EXERCISE —
Please set the lines down again exactly, from the top of the entries through the line that contains "box: [350, 160, 436, 219]".

*** Opening of SUPPLIED ENTRIES ***

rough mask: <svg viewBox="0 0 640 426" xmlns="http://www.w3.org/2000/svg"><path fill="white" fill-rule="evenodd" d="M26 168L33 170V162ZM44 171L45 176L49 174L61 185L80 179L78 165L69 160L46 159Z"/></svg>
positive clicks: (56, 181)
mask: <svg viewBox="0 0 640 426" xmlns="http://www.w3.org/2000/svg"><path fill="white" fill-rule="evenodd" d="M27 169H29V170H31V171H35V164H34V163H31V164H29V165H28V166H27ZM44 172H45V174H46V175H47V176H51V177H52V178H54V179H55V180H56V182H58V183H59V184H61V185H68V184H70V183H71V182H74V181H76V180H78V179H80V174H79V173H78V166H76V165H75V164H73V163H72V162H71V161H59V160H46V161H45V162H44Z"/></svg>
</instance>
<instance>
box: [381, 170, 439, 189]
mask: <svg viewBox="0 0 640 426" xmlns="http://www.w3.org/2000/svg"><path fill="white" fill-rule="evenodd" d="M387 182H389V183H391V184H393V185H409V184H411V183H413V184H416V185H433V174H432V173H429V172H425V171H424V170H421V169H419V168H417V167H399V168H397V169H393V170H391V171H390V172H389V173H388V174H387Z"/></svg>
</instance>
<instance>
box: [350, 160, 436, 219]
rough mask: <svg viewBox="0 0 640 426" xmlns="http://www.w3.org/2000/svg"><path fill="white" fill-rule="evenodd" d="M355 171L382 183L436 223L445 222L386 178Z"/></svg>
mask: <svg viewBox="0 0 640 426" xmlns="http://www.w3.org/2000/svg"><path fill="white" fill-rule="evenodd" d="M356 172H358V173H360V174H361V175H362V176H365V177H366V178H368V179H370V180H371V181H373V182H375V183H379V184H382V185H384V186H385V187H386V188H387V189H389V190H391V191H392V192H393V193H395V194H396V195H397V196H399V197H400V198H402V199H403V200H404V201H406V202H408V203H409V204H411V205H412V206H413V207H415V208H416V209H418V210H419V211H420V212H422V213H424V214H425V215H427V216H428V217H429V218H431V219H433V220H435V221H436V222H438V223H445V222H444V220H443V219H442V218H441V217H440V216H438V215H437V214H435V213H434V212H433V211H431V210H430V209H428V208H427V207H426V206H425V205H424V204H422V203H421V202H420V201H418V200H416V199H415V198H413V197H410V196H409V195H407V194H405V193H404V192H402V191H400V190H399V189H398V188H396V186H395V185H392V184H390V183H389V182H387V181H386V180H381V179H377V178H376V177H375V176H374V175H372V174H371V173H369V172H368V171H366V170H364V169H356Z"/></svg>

*** Close of SUPPLIED ENTRIES ***

COMPLETED TASK —
rough mask: <svg viewBox="0 0 640 426" xmlns="http://www.w3.org/2000/svg"><path fill="white" fill-rule="evenodd" d="M26 168L33 170V162ZM44 171L45 176L49 174L61 185L80 179L78 165L69 160L46 159Z"/></svg>
positive clicks: (56, 181)
mask: <svg viewBox="0 0 640 426" xmlns="http://www.w3.org/2000/svg"><path fill="white" fill-rule="evenodd" d="M27 169H29V170H31V171H35V164H34V163H31V164H29V165H28V166H27ZM44 172H45V174H46V175H47V176H51V177H52V178H54V179H55V180H56V182H58V183H59V184H61V185H68V184H70V183H71V182H74V181H76V180H78V179H80V174H79V173H78V166H76V165H75V164H73V163H72V162H71V161H59V160H46V161H45V162H44Z"/></svg>
</instance>
<instance>
box: [381, 170, 439, 189]
mask: <svg viewBox="0 0 640 426" xmlns="http://www.w3.org/2000/svg"><path fill="white" fill-rule="evenodd" d="M387 182H389V183H391V184H393V185H409V184H411V183H413V184H416V185H433V174H432V173H429V172H425V171H424V170H421V169H419V168H417V167H399V168H397V169H393V170H391V171H390V172H389V173H388V174H387Z"/></svg>
</instance>
<instance>
box: [350, 160, 436, 219]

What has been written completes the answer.